--- What you need to do ---
All that is wanted is the span of lines from the one with "for the bench." to the last line of the data, copied exactly.

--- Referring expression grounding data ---
========================
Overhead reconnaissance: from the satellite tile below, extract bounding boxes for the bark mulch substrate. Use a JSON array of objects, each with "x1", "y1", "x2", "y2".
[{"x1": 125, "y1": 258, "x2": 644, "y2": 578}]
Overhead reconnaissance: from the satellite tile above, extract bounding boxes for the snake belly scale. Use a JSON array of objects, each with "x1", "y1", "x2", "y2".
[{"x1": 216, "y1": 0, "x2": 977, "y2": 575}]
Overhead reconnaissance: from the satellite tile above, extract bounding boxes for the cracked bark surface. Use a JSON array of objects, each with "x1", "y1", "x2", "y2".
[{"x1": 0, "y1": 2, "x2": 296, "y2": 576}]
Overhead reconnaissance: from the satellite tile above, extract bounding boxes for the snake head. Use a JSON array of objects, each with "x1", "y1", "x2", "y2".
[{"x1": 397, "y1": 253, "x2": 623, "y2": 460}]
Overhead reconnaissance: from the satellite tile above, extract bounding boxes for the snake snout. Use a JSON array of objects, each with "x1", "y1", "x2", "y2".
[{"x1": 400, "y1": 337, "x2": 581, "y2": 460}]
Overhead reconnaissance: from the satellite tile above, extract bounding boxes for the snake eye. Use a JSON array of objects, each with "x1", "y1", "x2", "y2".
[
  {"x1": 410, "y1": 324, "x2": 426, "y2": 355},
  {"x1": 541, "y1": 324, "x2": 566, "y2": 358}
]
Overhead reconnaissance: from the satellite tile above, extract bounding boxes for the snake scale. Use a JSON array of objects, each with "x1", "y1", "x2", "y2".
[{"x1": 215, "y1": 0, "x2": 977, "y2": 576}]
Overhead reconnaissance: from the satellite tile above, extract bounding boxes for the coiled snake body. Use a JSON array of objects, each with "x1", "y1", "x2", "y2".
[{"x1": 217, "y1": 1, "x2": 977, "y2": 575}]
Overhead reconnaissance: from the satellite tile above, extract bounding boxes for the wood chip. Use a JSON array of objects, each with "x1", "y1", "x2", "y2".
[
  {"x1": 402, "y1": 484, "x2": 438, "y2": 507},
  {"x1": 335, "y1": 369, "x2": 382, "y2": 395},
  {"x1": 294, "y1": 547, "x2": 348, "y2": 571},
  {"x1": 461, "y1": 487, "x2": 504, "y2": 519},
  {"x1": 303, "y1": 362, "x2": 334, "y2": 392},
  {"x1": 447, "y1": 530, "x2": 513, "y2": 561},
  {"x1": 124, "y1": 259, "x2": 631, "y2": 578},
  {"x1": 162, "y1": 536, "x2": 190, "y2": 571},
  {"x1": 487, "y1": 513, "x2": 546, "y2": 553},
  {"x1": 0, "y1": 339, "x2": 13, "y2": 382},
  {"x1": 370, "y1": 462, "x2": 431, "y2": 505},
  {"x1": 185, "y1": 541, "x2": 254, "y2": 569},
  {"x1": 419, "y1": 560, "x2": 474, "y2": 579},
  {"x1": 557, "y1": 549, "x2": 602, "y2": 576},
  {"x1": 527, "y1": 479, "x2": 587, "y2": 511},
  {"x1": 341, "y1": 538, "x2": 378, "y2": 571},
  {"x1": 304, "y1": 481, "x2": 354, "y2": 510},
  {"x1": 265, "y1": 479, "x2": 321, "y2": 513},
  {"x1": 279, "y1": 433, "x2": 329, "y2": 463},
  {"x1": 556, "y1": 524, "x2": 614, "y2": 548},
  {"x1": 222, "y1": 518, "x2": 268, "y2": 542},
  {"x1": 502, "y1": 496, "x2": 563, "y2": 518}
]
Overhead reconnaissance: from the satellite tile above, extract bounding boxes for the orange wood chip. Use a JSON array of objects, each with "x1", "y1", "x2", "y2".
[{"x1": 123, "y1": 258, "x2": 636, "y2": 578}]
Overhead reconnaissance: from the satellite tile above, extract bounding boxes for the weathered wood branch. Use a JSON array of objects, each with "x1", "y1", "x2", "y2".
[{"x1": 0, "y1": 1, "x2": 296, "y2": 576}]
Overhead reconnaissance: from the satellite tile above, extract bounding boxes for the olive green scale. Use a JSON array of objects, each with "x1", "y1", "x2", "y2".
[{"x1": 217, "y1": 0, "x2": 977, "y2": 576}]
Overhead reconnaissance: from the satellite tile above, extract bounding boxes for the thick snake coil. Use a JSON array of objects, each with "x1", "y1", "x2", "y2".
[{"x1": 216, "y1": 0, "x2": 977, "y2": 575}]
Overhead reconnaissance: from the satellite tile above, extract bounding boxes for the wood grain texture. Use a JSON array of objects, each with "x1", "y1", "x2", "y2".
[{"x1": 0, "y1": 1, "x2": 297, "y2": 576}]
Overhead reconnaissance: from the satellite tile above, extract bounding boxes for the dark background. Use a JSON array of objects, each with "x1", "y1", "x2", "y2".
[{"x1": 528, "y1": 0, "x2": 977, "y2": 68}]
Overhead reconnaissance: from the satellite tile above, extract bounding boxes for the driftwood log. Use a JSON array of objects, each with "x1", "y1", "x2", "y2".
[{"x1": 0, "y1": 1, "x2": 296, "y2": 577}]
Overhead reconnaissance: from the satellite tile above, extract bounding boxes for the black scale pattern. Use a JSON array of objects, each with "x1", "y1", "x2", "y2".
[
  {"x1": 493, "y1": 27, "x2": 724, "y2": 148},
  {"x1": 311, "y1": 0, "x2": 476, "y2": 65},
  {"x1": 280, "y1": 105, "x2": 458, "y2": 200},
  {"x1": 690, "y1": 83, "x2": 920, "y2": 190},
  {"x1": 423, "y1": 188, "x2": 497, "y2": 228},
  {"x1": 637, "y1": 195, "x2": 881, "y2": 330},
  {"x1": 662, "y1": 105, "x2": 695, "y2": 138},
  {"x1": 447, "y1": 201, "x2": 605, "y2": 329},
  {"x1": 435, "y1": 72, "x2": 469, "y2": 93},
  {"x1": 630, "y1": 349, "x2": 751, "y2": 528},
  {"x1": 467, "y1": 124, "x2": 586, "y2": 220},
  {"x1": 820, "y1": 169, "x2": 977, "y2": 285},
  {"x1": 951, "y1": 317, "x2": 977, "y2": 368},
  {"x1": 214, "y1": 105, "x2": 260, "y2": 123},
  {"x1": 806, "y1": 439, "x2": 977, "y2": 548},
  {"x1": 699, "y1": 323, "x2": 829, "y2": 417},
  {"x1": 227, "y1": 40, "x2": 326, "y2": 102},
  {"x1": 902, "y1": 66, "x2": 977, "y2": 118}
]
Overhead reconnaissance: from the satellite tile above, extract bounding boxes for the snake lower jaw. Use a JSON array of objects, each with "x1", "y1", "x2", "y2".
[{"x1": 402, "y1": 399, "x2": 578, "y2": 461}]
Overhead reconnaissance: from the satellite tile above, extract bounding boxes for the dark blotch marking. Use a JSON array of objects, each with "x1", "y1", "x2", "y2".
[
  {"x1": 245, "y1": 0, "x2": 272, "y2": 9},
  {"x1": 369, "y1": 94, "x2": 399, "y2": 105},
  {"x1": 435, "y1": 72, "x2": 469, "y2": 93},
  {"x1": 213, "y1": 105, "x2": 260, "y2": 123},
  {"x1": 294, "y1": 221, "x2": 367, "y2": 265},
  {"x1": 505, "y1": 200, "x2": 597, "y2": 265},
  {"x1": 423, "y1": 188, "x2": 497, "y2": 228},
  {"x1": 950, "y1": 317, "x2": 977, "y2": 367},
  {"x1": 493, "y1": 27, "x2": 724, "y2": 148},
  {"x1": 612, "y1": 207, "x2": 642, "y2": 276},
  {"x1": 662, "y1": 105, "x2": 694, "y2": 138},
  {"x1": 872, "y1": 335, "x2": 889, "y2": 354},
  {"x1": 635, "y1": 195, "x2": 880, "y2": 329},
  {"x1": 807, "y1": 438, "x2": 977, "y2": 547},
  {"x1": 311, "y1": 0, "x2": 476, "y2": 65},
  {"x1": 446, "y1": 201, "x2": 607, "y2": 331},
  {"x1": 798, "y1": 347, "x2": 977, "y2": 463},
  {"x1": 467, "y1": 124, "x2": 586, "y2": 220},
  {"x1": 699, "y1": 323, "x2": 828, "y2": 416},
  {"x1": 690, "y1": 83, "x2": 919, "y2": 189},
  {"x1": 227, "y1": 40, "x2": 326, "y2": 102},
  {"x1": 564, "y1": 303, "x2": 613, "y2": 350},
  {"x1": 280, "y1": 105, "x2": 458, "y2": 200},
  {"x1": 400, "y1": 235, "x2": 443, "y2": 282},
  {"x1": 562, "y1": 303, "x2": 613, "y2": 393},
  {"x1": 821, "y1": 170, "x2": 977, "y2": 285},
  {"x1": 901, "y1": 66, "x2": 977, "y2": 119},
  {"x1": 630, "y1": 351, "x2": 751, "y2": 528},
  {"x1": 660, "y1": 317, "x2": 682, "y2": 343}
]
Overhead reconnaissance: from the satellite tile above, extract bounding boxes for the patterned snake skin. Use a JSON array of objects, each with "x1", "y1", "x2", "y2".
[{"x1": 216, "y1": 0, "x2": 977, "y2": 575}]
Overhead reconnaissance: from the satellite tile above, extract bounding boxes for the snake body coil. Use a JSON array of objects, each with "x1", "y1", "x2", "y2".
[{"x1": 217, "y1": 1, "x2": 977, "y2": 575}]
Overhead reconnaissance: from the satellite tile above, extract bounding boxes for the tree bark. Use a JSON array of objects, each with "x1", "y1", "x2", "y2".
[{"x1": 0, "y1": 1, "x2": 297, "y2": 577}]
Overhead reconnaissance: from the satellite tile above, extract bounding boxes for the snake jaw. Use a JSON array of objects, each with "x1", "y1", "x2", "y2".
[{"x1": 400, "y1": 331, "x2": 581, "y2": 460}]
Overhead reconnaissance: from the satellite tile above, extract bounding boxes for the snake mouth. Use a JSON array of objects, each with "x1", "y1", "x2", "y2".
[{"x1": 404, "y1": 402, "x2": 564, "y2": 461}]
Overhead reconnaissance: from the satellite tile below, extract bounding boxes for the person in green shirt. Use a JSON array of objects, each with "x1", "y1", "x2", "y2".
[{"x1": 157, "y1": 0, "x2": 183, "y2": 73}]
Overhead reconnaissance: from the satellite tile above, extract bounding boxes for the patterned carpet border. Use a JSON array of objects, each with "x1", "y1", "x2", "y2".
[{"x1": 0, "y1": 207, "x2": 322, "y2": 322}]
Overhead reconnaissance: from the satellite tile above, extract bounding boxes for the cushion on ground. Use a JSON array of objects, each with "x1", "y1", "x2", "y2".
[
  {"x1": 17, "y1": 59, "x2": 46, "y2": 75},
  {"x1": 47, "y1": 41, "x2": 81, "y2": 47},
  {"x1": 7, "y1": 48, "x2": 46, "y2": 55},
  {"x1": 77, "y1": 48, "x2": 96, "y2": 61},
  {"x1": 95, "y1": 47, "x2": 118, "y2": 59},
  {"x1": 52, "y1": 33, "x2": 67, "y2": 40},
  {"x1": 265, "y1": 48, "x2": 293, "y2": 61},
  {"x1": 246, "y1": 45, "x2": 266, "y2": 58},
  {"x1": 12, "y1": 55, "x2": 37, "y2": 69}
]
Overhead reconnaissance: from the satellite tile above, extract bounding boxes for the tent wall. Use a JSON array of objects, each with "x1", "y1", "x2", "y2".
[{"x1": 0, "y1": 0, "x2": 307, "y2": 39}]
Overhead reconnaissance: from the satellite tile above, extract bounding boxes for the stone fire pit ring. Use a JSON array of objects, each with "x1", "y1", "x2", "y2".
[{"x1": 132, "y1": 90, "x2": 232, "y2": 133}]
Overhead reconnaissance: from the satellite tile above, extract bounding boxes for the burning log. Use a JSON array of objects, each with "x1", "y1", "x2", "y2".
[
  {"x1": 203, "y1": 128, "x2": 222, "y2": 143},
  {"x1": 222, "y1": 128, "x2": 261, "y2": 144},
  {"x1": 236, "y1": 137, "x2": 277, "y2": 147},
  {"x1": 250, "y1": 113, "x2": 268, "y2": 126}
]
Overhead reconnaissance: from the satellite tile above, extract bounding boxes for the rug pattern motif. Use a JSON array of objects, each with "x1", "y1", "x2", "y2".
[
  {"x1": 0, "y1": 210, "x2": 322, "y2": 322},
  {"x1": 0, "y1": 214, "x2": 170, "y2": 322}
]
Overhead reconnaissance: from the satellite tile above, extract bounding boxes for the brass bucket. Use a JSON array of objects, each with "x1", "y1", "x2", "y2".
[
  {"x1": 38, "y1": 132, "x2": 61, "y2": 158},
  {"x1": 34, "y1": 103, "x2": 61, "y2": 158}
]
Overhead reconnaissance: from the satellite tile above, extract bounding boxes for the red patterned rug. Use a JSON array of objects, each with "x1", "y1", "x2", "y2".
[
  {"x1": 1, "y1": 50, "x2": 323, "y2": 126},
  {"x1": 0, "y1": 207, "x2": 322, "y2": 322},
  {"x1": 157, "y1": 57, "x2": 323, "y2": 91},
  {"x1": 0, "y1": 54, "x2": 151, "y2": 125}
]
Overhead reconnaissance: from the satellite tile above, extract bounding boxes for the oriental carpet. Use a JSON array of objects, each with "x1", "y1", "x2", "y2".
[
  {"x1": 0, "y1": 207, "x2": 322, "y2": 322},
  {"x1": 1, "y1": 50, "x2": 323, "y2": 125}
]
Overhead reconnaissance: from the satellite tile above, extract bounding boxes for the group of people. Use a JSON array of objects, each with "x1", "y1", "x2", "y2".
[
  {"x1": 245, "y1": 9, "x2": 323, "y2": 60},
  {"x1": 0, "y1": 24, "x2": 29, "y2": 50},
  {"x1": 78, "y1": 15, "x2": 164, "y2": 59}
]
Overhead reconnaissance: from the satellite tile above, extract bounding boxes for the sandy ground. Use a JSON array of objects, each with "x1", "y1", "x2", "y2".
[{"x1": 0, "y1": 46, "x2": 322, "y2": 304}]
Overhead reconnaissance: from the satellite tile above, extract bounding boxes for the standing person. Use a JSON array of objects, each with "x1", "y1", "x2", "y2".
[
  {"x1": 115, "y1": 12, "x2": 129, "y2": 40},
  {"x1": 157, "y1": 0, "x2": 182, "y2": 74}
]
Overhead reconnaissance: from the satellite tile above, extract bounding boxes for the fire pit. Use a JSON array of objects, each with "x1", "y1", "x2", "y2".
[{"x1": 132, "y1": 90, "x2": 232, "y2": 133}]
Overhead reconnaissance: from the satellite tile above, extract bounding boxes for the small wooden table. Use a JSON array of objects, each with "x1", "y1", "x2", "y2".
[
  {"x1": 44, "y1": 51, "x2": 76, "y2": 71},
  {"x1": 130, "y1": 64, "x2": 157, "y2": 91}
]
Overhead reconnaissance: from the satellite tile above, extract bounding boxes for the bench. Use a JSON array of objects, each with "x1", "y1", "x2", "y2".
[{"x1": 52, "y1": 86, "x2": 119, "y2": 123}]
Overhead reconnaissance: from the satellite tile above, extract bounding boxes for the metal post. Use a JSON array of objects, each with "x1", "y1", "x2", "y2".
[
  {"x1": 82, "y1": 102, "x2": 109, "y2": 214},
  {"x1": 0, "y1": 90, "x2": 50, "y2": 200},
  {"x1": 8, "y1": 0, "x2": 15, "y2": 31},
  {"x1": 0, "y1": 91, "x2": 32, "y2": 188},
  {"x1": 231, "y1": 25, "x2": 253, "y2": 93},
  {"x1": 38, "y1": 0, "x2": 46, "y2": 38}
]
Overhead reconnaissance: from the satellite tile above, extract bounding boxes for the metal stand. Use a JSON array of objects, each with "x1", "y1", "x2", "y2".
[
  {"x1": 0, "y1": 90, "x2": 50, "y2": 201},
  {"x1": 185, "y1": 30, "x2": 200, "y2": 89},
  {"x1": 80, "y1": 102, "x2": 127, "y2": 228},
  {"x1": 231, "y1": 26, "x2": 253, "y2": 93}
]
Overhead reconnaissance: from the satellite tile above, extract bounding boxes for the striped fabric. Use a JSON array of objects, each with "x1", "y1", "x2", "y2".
========================
--- Output for this exercise ---
Overhead reconnaissance: from the satellite tile above, extract bounding boxes for the bench. Use a JSON array of objects, each with "x1", "y1", "x2", "y2".
[{"x1": 52, "y1": 86, "x2": 119, "y2": 123}]
Overhead reconnaissance: from the satellite tile above, extract bounding boxes for the metal post. Use a JSON array of objects, each with "x1", "y1", "x2", "y2".
[
  {"x1": 82, "y1": 102, "x2": 109, "y2": 214},
  {"x1": 0, "y1": 90, "x2": 50, "y2": 200},
  {"x1": 8, "y1": 0, "x2": 15, "y2": 31},
  {"x1": 0, "y1": 91, "x2": 32, "y2": 188},
  {"x1": 231, "y1": 25, "x2": 253, "y2": 93},
  {"x1": 38, "y1": 0, "x2": 46, "y2": 38}
]
Overhead reconnaissance: from the satellite tile above, extract bounding boxes for the metal stand. Use a JSON array of objects, each with "x1", "y1", "x2", "y2".
[
  {"x1": 0, "y1": 90, "x2": 50, "y2": 201},
  {"x1": 185, "y1": 30, "x2": 200, "y2": 89},
  {"x1": 80, "y1": 102, "x2": 127, "y2": 228},
  {"x1": 231, "y1": 26, "x2": 253, "y2": 93}
]
Overhead reconnaissance: from the satellite tile above, extract bounding boxes for the striped fabric. Use a JSON array of objects, each with "x1", "y1", "x2", "y2".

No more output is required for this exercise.